-------- Records to use

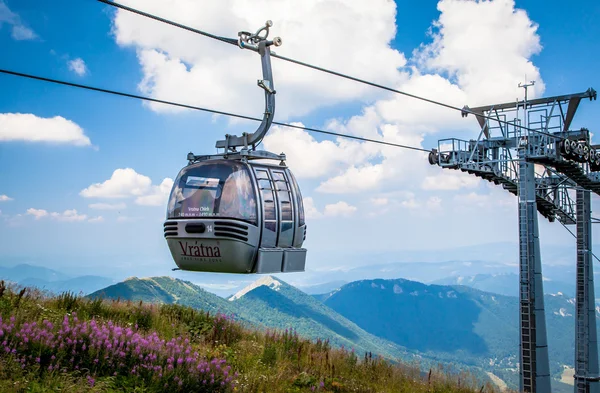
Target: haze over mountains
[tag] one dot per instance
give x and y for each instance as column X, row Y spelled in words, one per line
column 333, row 268
column 397, row 318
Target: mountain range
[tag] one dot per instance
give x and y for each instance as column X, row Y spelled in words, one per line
column 473, row 325
column 397, row 318
column 52, row 281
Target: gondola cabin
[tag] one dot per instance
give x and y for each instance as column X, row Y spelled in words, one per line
column 234, row 216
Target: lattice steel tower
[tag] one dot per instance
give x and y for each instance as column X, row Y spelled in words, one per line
column 507, row 152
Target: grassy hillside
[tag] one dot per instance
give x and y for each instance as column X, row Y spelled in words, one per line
column 280, row 305
column 77, row 344
column 263, row 308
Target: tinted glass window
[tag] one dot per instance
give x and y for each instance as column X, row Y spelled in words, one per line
column 214, row 189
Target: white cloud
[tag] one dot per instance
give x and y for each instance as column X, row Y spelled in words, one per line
column 404, row 120
column 379, row 201
column 107, row 206
column 22, row 33
column 19, row 30
column 78, row 66
column 450, row 181
column 339, row 209
column 127, row 183
column 454, row 68
column 127, row 219
column 202, row 71
column 37, row 213
column 122, row 184
column 67, row 215
column 486, row 73
column 310, row 210
column 30, row 128
column 158, row 195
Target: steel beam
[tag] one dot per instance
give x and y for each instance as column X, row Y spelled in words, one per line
column 586, row 341
column 534, row 364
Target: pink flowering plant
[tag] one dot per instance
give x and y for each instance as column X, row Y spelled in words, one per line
column 105, row 349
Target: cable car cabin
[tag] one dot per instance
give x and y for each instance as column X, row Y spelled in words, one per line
column 230, row 216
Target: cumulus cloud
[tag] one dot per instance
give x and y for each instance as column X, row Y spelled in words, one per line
column 450, row 181
column 66, row 216
column 340, row 209
column 461, row 76
column 158, row 195
column 107, row 206
column 310, row 210
column 203, row 72
column 19, row 31
column 457, row 67
column 78, row 66
column 37, row 213
column 126, row 183
column 486, row 73
column 31, row 128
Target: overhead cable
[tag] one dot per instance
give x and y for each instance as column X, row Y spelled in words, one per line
column 575, row 236
column 206, row 109
column 235, row 42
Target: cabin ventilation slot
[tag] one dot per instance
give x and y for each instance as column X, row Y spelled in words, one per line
column 171, row 229
column 231, row 230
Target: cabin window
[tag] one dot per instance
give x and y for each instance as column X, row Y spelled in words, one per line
column 216, row 190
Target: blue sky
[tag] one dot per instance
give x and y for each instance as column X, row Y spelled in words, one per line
column 43, row 39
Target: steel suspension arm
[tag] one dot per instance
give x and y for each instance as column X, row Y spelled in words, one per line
column 261, row 45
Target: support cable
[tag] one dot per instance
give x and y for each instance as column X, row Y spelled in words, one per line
column 206, row 109
column 232, row 41
column 575, row 236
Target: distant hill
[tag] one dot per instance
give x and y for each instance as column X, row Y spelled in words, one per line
column 83, row 284
column 51, row 280
column 505, row 284
column 273, row 303
column 322, row 288
column 266, row 303
column 22, row 272
column 166, row 290
column 454, row 323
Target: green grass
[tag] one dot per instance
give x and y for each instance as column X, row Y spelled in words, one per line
column 271, row 361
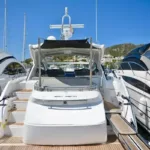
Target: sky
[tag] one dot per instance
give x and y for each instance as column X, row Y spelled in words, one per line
column 119, row 21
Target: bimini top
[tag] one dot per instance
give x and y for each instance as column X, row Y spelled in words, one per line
column 61, row 47
column 51, row 44
column 140, row 56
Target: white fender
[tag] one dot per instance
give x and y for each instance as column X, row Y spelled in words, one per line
column 142, row 105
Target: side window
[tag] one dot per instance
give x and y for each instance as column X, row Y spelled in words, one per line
column 138, row 84
column 135, row 66
column 124, row 66
column 147, row 54
column 14, row 68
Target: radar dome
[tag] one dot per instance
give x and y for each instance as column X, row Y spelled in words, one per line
column 51, row 38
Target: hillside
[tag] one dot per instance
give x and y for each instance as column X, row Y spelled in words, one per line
column 120, row 49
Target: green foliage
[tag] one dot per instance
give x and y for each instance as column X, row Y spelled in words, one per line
column 84, row 60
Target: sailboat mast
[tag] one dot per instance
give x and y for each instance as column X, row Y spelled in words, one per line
column 5, row 27
column 24, row 39
column 96, row 21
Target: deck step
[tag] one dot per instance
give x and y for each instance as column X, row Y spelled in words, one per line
column 23, row 94
column 21, row 103
column 133, row 142
column 17, row 115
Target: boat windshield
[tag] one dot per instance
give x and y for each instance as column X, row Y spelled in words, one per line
column 67, row 66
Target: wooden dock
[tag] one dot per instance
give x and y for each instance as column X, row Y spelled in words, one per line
column 15, row 143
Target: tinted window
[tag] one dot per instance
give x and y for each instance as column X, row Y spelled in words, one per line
column 147, row 54
column 124, row 66
column 13, row 69
column 138, row 84
column 134, row 62
column 135, row 66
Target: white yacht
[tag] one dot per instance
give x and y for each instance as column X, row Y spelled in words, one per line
column 10, row 68
column 135, row 70
column 50, row 108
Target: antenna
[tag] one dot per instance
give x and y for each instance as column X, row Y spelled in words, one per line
column 66, row 29
column 5, row 28
column 24, row 39
column 96, row 21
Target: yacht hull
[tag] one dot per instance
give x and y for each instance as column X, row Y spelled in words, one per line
column 71, row 125
column 141, row 106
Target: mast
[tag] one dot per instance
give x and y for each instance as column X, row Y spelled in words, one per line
column 96, row 21
column 5, row 28
column 66, row 29
column 24, row 39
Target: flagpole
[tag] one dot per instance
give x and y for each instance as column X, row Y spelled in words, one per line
column 24, row 39
column 96, row 21
column 5, row 28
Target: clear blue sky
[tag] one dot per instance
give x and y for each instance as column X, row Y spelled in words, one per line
column 119, row 21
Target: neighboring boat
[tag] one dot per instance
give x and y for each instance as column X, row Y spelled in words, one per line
column 135, row 70
column 48, row 108
column 10, row 68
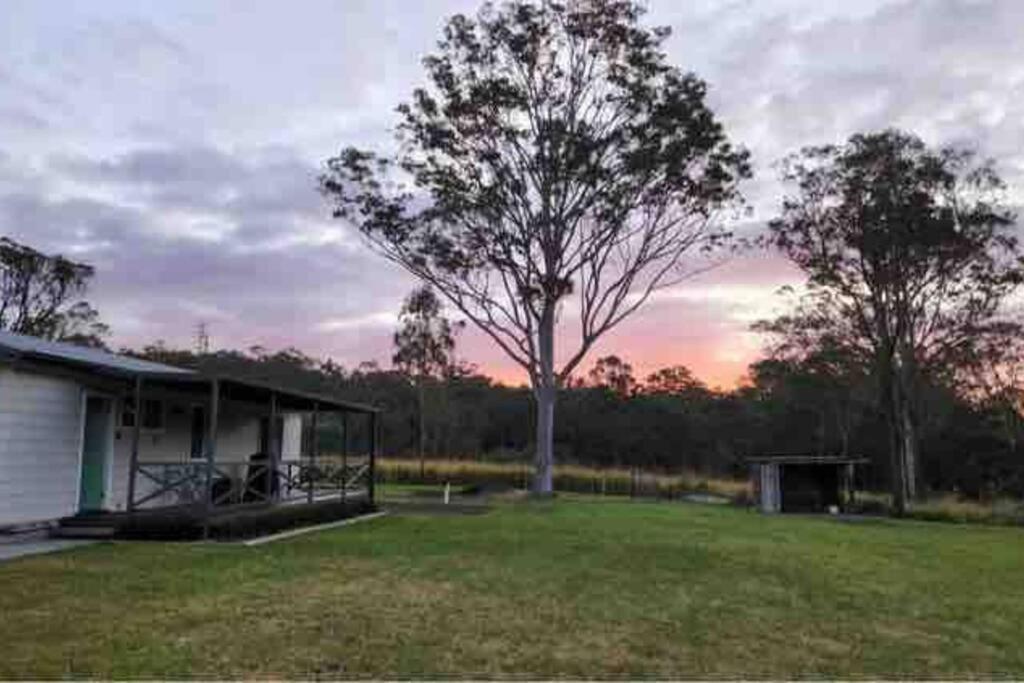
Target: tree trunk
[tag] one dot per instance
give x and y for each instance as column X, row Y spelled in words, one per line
column 546, row 391
column 893, row 401
column 909, row 434
column 421, row 435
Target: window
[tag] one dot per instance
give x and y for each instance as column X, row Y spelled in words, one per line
column 153, row 414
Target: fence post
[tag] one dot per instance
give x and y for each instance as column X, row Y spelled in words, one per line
column 373, row 457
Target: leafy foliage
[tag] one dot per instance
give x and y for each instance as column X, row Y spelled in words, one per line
column 554, row 160
column 38, row 292
column 908, row 259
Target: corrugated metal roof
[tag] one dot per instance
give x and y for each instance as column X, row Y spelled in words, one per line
column 61, row 351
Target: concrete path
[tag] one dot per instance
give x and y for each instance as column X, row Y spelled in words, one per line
column 37, row 546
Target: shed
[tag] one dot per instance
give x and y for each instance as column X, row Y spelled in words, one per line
column 804, row 483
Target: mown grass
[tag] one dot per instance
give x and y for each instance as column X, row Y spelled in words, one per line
column 564, row 589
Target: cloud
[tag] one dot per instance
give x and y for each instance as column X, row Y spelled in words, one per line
column 176, row 146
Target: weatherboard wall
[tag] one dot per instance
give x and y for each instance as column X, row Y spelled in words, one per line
column 40, row 440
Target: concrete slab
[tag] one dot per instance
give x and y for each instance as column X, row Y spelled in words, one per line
column 11, row 550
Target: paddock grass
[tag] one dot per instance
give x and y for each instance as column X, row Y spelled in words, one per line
column 576, row 478
column 572, row 588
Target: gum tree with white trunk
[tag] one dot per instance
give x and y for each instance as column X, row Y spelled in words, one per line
column 555, row 168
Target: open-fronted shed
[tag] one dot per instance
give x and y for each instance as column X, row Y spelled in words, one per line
column 804, row 483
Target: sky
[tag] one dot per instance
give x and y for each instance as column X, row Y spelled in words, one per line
column 175, row 146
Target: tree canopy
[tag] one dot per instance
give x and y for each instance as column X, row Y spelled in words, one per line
column 908, row 259
column 555, row 160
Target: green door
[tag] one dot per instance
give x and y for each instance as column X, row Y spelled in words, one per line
column 95, row 451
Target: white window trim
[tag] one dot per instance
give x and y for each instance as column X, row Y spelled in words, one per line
column 143, row 429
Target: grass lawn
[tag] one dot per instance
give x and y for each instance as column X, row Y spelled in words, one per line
column 574, row 588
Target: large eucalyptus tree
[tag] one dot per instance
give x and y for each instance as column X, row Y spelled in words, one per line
column 555, row 169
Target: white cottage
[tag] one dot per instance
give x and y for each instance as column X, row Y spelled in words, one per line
column 84, row 432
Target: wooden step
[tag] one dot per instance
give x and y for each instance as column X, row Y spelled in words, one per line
column 79, row 530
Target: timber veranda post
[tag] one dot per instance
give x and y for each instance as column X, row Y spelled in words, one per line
column 313, row 453
column 211, row 452
column 270, row 462
column 135, row 434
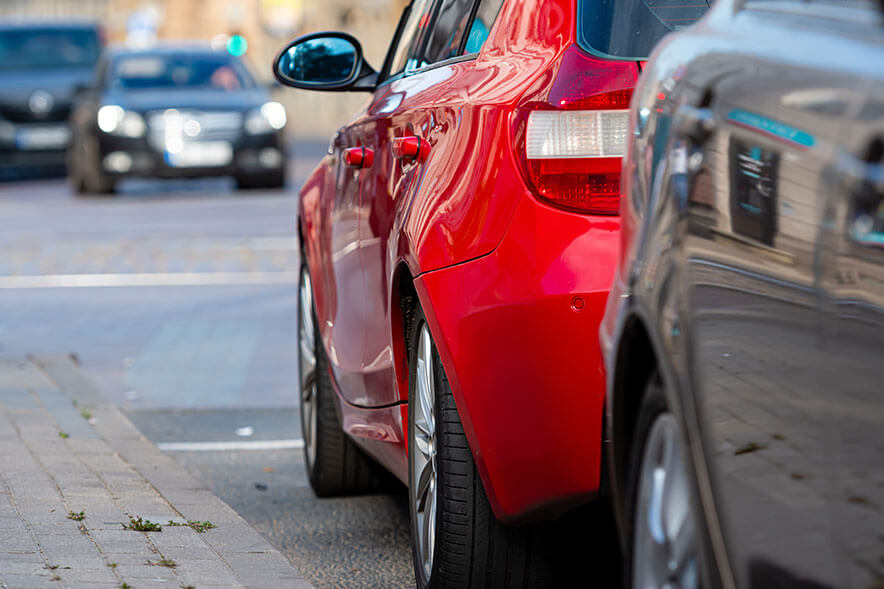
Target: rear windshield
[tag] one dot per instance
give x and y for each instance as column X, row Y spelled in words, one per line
column 184, row 70
column 629, row 29
column 39, row 48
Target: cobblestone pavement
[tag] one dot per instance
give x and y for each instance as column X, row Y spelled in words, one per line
column 76, row 473
column 194, row 342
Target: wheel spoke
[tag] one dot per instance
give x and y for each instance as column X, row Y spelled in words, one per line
column 308, row 385
column 307, row 366
column 425, row 380
column 425, row 485
column 430, row 522
column 665, row 544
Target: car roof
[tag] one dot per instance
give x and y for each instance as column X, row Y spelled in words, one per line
column 165, row 48
column 61, row 25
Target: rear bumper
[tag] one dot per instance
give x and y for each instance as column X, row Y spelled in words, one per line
column 517, row 331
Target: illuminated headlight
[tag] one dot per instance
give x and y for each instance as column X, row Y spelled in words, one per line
column 115, row 120
column 7, row 131
column 270, row 117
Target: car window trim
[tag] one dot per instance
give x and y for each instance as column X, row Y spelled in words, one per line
column 437, row 7
column 384, row 74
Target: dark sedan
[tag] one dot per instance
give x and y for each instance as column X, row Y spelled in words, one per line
column 175, row 112
column 744, row 333
column 41, row 67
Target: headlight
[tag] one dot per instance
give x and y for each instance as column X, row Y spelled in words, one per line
column 115, row 120
column 270, row 117
column 7, row 131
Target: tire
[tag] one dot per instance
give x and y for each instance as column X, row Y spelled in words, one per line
column 99, row 184
column 268, row 181
column 459, row 543
column 335, row 466
column 654, row 500
column 75, row 175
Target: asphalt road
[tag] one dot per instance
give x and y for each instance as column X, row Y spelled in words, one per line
column 196, row 341
column 178, row 299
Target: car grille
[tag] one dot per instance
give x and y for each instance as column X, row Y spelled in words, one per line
column 22, row 114
column 192, row 126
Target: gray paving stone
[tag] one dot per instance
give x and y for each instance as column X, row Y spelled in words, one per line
column 28, row 581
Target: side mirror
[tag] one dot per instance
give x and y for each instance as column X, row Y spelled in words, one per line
column 324, row 61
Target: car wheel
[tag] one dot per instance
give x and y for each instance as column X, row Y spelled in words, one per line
column 268, row 181
column 457, row 541
column 99, row 184
column 78, row 184
column 335, row 466
column 664, row 525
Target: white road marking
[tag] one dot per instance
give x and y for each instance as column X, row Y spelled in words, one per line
column 147, row 279
column 239, row 445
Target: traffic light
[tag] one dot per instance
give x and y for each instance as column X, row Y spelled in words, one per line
column 237, row 45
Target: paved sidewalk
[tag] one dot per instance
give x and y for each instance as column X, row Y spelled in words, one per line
column 65, row 452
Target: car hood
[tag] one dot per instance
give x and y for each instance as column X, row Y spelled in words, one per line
column 16, row 87
column 148, row 100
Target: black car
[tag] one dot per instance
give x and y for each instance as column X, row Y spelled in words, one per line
column 42, row 65
column 175, row 111
column 744, row 334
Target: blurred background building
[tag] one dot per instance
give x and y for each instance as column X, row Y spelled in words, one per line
column 259, row 28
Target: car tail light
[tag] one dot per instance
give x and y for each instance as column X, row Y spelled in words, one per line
column 571, row 134
column 574, row 158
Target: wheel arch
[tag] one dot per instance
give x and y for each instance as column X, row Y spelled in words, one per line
column 636, row 361
column 404, row 301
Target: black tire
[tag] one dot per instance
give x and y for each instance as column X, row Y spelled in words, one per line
column 339, row 467
column 75, row 176
column 472, row 548
column 99, row 184
column 653, row 407
column 268, row 181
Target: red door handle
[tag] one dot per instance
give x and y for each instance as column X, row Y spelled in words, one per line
column 359, row 157
column 411, row 148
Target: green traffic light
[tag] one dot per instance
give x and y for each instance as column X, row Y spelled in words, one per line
column 237, row 45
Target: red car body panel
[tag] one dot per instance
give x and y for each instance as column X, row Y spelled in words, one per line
column 514, row 331
column 513, row 289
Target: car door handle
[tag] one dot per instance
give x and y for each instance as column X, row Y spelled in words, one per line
column 411, row 148
column 697, row 123
column 359, row 157
column 863, row 183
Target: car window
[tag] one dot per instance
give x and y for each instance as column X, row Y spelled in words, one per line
column 448, row 30
column 32, row 48
column 482, row 23
column 412, row 33
column 629, row 29
column 214, row 72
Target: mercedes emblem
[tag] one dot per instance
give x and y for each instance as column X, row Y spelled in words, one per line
column 41, row 102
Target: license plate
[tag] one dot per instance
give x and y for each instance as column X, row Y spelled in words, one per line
column 56, row 137
column 206, row 154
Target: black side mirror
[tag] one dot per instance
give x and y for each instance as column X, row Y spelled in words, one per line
column 329, row 61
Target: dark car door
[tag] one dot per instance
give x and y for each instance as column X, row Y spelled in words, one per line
column 779, row 99
column 851, row 256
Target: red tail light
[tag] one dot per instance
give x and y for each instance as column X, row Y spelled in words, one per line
column 571, row 134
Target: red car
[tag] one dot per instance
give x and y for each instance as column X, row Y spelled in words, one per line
column 459, row 240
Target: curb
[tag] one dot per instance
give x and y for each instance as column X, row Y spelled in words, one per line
column 252, row 559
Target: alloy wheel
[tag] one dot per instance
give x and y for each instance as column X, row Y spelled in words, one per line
column 307, row 366
column 664, row 548
column 422, row 451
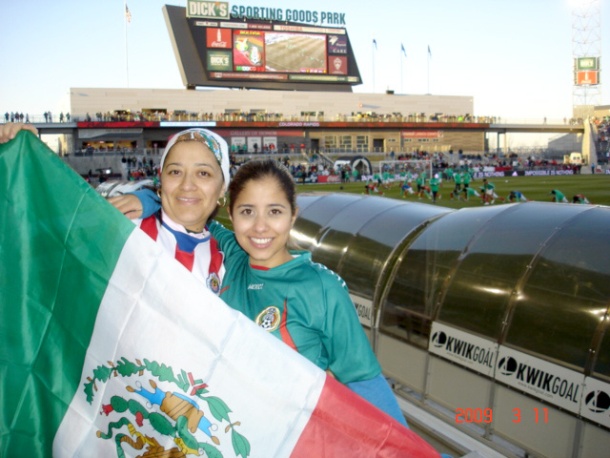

----------------

Reproduce the rows word for word, from the start of the rows through the line that contains "column 263, row 308", with that line included. Leave out the pictures.

Target: haze over mountains
[tag] one dot per instance
give x and y for each instance as column X, row Y spelled in words, one per line
column 333, row 268
column 397, row 318
Target: mountain range
[tag] one dot per instance
give x and y for each instance as column X, row Y spelled in words, one per line
column 473, row 325
column 397, row 318
column 52, row 281
Target: gondola cabin
[tag] one dot per instance
give x and y for each instance as column X, row Y spelled in words, one per line
column 234, row 216
Target: lattice steel tower
[tag] one dot per instance
give x and y for each instance as column X, row Y spelled in words, one per line
column 507, row 152
Target: grassy hillside
[tag] one dot per instance
give x and y for each instance as column X, row Y spelled in words, one per line
column 280, row 305
column 77, row 344
column 263, row 308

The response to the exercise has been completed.